**Text:**
■ ■ ■ ■
Turn the other Cheek: the Third Way of Christ

• LewRockwell.Com - Yvonne Lorenzo

I respect and frequently enjoy the writing of Fred Reed, whose work I discovered through being a regular visitor to LewRockwell.com. Recently, he wrote about the place of Christianity in history and its current decline in our secular and, although human nature hasn't changed, I would say selfish world; he opined that as Christianity's spiritual and moral influence fades, only its incomparable art, created by distant generations, remains. Nevertheless, I do agree with Mr. Reed's observations here:

Catholicism, in particular, has combined spiritual concerns with a strong intellectual bent. The Christian interest in questions of origin and destiny and man's purpose produced profound thought from the Church Fathers to C. S. Lewis. Today consideration of such matters as death and meaning are held to be in bad taste. Insensible of the wonder and strangeness of existence, we watch Seinfeld reruns and congratulate ourselves on not paying attention to that, you know, like, religious stuff. We live under a sort or Disneyland Marxism and descend ever deeper into complacent ignorance.
■ ■ ■ ■
**Raw data:**
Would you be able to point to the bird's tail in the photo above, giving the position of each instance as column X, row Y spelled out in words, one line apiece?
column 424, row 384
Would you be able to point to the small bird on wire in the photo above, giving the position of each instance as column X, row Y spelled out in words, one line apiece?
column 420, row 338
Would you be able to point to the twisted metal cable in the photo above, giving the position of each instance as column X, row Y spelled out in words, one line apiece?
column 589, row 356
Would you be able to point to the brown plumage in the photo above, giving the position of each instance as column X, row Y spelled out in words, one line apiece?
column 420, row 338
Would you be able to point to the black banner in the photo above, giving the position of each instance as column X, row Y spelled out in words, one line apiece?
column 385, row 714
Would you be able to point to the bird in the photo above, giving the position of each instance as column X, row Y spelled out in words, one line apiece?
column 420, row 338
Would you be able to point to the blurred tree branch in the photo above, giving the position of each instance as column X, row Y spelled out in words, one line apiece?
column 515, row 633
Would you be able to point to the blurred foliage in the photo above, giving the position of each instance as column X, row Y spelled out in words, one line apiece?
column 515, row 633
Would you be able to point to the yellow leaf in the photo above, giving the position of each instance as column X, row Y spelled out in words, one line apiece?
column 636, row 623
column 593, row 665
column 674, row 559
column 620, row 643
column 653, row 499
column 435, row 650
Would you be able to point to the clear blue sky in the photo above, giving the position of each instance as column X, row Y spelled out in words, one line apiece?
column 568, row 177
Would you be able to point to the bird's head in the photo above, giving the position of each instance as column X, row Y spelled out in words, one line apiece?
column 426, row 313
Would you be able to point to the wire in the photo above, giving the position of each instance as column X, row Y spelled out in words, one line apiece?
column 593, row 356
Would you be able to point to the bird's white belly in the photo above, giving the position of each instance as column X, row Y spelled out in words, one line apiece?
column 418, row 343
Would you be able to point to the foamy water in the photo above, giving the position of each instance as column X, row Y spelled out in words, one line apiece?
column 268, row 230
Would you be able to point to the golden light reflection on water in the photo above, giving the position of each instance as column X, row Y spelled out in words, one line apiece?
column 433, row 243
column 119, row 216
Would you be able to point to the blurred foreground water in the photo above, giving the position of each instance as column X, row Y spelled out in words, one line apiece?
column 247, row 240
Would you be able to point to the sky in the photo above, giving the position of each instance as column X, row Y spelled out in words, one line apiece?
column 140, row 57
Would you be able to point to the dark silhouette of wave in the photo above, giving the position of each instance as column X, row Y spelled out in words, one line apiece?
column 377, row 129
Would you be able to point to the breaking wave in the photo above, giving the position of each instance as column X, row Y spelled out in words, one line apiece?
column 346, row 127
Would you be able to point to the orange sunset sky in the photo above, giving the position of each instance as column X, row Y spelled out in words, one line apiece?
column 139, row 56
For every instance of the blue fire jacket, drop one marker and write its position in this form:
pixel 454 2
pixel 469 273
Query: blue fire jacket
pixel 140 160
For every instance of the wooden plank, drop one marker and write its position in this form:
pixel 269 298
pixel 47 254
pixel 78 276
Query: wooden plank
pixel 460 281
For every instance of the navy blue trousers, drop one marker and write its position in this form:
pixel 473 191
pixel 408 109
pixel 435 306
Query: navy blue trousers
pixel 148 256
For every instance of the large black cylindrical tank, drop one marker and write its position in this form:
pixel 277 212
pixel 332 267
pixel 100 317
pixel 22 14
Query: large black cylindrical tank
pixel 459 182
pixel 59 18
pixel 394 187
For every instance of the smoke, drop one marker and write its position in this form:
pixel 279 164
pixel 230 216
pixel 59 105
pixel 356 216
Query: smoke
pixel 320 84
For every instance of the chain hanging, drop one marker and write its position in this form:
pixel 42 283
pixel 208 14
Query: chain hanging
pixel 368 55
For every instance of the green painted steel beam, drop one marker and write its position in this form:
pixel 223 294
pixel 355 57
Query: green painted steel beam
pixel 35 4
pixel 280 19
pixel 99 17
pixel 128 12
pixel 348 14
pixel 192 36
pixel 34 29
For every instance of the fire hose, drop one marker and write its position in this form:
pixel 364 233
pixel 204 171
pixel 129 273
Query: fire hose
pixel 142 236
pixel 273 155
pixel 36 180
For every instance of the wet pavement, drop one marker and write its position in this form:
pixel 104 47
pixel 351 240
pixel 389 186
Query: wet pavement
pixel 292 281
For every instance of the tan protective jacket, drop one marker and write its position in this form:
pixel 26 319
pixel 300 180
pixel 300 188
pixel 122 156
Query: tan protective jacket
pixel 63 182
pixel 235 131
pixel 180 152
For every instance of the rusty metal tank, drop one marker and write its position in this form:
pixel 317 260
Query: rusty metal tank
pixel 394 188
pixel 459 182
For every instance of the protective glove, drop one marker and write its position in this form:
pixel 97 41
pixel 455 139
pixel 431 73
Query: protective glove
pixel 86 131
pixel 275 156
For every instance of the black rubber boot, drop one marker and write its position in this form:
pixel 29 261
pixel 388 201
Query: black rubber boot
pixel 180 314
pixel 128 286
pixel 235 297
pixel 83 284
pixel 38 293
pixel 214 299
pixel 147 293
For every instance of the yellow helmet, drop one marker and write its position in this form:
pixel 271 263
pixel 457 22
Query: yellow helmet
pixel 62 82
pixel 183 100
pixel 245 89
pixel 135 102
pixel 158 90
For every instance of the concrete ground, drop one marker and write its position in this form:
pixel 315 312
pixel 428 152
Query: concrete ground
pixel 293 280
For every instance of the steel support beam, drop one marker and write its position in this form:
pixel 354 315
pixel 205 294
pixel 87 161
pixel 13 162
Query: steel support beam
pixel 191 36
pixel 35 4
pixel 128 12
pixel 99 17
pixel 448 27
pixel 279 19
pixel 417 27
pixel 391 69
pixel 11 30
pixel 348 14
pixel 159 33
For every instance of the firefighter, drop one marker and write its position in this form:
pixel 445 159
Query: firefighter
■ ■ ■ ■
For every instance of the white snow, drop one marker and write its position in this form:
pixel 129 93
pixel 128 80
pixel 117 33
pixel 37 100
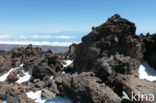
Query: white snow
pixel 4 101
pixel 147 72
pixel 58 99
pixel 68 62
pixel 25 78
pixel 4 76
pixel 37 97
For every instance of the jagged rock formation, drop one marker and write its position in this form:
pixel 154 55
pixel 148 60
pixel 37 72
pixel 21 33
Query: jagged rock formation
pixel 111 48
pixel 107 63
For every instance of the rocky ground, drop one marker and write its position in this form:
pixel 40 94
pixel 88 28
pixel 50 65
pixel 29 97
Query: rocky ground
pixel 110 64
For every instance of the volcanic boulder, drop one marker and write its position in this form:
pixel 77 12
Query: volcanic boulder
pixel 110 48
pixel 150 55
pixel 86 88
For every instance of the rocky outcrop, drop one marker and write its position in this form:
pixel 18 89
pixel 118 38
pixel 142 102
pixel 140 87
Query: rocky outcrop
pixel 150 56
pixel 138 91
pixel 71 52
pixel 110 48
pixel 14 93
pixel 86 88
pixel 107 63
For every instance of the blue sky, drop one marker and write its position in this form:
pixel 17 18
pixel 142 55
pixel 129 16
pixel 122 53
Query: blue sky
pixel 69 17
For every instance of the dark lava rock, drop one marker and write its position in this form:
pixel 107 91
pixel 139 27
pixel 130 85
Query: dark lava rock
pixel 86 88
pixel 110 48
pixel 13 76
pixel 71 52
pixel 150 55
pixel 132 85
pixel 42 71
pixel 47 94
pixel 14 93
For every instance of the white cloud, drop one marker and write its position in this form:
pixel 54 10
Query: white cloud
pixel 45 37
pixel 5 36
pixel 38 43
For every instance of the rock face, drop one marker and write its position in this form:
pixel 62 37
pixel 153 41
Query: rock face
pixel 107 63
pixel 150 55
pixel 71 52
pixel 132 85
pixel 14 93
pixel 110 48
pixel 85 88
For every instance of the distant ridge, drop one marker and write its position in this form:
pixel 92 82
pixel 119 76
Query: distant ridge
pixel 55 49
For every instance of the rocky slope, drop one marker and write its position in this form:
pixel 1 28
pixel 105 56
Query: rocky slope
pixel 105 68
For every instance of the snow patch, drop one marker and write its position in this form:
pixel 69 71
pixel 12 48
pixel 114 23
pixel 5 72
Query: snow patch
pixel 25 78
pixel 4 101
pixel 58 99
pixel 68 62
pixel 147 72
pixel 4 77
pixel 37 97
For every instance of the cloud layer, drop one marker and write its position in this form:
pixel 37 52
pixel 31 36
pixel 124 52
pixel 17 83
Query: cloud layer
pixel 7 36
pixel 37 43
■ ■ ■ ■
**Tasks:**
A - In the essay on turning the other cheek, how did the writer discover Fred Reed's work?
B - Continue the essay on turning the other cheek from the point where it ends.

**Responses by item number:**
A - By regularly visiting LewRockwell.com.

B -
And so I see attempts to dismiss Christianity as a mere add-on or style having nothing to do with the achievements of Christendom. This is historical illiteracy. Read any of the thinkers and authors from late Roman times on until recently and you find that they took their faith seriously, that it created their mental worlds. Augustine, Newton, Samuel Johnson, Sydney Smith more recently, and in the United States the Puritans, Quakers, and so on. Many of these were men of high intellect. Their casual dismissal by professors of sociology is in the nature of monkeys throwing books from a window.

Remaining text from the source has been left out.